(Task prompt) Extract the final stretch of the data: the line that contains "the man's hand" and every line after it, unaltered, and no other lines.

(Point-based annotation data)
------------

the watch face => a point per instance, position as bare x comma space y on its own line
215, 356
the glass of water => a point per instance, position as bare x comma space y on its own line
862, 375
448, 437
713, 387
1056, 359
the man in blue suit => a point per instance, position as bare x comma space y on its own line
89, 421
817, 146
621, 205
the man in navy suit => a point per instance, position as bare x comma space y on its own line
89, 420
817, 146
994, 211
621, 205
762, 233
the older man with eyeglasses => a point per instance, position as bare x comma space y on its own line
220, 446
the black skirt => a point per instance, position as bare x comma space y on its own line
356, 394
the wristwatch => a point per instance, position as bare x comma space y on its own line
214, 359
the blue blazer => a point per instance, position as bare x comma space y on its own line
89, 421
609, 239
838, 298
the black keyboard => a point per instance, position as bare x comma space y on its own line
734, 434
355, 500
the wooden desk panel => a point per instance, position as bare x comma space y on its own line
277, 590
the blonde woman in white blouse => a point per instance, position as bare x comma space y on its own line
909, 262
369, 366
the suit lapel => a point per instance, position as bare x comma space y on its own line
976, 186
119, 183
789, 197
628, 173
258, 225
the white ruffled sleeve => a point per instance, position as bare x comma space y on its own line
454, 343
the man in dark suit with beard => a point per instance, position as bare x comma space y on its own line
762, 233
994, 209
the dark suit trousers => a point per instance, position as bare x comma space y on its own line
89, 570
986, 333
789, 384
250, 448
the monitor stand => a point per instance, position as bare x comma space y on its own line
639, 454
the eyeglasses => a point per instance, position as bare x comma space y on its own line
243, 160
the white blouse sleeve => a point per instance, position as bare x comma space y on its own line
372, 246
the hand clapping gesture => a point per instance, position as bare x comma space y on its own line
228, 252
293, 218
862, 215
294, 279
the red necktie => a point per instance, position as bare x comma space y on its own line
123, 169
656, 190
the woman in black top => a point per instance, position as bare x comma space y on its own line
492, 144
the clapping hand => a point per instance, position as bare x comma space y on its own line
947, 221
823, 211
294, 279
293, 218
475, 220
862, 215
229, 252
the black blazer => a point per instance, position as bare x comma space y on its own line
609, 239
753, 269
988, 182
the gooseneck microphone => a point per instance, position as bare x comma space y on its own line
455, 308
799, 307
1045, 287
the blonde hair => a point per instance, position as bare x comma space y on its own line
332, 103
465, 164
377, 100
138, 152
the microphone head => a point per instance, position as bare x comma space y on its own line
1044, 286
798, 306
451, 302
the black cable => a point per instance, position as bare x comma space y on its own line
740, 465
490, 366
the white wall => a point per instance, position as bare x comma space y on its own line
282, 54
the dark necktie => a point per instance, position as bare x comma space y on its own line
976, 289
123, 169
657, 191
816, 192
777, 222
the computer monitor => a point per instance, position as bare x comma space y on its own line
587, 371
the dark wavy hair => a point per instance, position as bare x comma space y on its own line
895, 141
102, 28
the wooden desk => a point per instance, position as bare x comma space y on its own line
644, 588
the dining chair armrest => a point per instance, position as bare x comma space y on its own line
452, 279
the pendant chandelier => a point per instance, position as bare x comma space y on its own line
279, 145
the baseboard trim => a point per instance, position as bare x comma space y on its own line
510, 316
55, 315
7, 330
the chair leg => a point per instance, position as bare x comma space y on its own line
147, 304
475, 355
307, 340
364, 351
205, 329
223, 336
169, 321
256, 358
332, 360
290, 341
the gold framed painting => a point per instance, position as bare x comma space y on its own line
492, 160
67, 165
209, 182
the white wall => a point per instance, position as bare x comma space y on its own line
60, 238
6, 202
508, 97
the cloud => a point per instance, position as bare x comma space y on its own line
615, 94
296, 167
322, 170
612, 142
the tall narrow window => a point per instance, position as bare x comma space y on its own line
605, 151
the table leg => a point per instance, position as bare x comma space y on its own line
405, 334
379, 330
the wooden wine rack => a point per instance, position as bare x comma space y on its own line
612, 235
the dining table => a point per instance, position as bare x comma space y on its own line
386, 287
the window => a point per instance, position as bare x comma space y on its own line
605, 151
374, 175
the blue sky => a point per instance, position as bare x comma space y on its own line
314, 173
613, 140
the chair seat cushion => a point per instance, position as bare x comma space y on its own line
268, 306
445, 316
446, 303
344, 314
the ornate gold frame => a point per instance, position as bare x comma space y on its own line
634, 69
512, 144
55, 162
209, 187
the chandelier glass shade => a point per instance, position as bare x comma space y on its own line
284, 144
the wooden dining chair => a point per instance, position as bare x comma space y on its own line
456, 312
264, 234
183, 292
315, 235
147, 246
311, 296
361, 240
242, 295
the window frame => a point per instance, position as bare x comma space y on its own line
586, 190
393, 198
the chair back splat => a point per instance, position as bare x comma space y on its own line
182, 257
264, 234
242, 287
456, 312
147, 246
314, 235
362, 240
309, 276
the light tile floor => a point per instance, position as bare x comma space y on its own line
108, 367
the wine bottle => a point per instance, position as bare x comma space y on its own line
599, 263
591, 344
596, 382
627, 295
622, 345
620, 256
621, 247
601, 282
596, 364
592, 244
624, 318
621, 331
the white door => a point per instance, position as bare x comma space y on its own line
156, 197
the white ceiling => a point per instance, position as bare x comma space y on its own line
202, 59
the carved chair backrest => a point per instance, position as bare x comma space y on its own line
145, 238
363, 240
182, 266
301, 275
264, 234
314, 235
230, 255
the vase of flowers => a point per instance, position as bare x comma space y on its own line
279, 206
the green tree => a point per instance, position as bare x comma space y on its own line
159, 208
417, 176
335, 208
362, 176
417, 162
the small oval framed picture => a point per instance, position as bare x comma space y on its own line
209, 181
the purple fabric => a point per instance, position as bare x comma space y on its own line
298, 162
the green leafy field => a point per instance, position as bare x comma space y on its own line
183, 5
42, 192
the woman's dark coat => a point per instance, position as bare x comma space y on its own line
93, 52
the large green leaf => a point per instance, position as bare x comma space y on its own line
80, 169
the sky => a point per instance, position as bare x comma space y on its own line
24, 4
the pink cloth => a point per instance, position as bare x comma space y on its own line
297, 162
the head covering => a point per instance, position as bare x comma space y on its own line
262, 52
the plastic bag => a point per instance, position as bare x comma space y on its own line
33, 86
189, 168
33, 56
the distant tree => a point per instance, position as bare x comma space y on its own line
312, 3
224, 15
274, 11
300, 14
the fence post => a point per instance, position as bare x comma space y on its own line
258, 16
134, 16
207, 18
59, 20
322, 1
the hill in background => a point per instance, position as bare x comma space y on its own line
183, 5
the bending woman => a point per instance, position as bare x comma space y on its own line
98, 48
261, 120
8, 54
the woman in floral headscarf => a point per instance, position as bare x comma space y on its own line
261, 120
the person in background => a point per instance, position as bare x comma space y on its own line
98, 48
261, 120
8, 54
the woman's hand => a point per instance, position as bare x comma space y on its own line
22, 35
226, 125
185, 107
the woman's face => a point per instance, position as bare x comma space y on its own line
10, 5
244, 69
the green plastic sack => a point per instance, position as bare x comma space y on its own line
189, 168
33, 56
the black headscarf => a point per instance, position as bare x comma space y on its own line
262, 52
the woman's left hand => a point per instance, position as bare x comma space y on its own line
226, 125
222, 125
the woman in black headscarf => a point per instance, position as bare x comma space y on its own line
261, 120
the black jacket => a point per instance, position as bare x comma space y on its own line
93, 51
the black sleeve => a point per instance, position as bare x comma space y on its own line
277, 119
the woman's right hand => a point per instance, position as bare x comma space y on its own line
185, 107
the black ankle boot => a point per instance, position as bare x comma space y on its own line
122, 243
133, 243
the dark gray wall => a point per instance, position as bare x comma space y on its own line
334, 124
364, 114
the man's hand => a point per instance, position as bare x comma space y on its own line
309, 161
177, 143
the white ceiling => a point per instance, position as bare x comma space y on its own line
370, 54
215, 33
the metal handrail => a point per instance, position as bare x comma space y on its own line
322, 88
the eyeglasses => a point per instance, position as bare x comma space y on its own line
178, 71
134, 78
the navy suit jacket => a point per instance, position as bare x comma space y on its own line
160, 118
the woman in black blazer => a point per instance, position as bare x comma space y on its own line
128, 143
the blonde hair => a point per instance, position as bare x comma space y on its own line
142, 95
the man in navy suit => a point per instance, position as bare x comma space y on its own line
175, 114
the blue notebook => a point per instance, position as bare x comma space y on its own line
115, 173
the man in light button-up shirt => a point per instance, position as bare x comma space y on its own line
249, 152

------------

(The reply)
the man's hand => a point per instance, position as bare x comma space y on its own line
309, 161
177, 143
the white ceiling => a point per instance, position as bare x comma space y on its own line
370, 54
215, 33
the metal handrail => a point per instance, position as bare x comma space y on its own line
322, 88
the eyeglasses => a point per instance, position as bare x comma space y on its own line
178, 71
134, 78
the navy suit jacket => a point per instance, position as bare x comma space y on its own line
160, 118
the woman in black blazer => a point per instance, position as bare x comma space y on its own line
128, 143
the blonde hair => a point per instance, position as bare x comma space y on its own line
142, 95
the man in navy suit => a point per instance, position as bare x comma space y on its own line
175, 114
the blue notebook => a point per instance, position as bare x comma space y on its own line
115, 173
the man in light button-up shirt => a point per instance, position as bare x comma space y on its own line
249, 152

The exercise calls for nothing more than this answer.